=== Data listing ===

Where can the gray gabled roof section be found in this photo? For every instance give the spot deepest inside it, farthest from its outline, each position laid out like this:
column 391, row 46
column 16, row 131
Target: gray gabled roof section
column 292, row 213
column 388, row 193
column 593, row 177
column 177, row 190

===

**What you need to do**
Produce a word-for-word restatement of all the records.

**Solution**
Where can the gray gabled roof section be found in this photo? For every instance give the spot deepest inside it, farthest from its outline, each position laid out like this:
column 391, row 46
column 16, row 131
Target: gray gabled roof section
column 292, row 213
column 388, row 193
column 593, row 177
column 177, row 190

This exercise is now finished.